(Coordinate annotation entries)
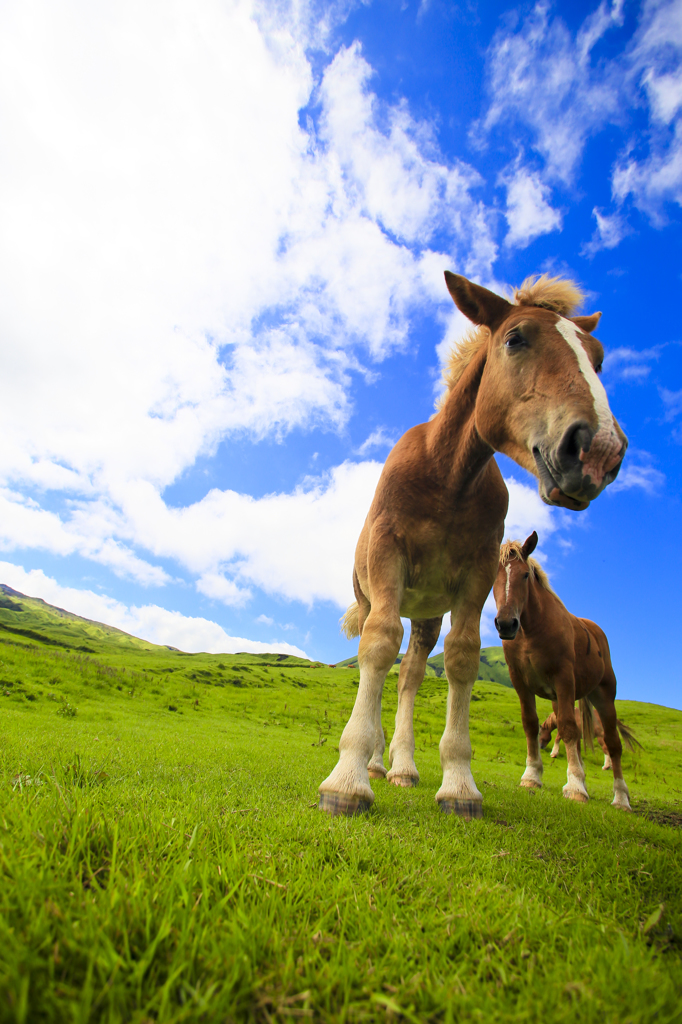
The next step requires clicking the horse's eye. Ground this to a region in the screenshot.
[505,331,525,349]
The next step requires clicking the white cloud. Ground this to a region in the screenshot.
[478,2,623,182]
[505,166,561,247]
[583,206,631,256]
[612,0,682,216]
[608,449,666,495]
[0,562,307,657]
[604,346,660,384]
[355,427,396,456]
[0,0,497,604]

__What is asked__.
Can you rewrite the rows starting at the line containing "The next step requires clicking the white" and ending at the last row, swapping "white cloud" for "gray cloud" and leaving everything else unchanged?

__Full response__.
The next step requires clicking the gray cloud. Ground this to a region in the screenshot.
[478,2,623,182]
[505,166,561,247]
[583,206,631,256]
[612,0,682,216]
[608,449,666,495]
[0,562,307,657]
[604,346,660,384]
[355,427,396,456]
[0,0,497,604]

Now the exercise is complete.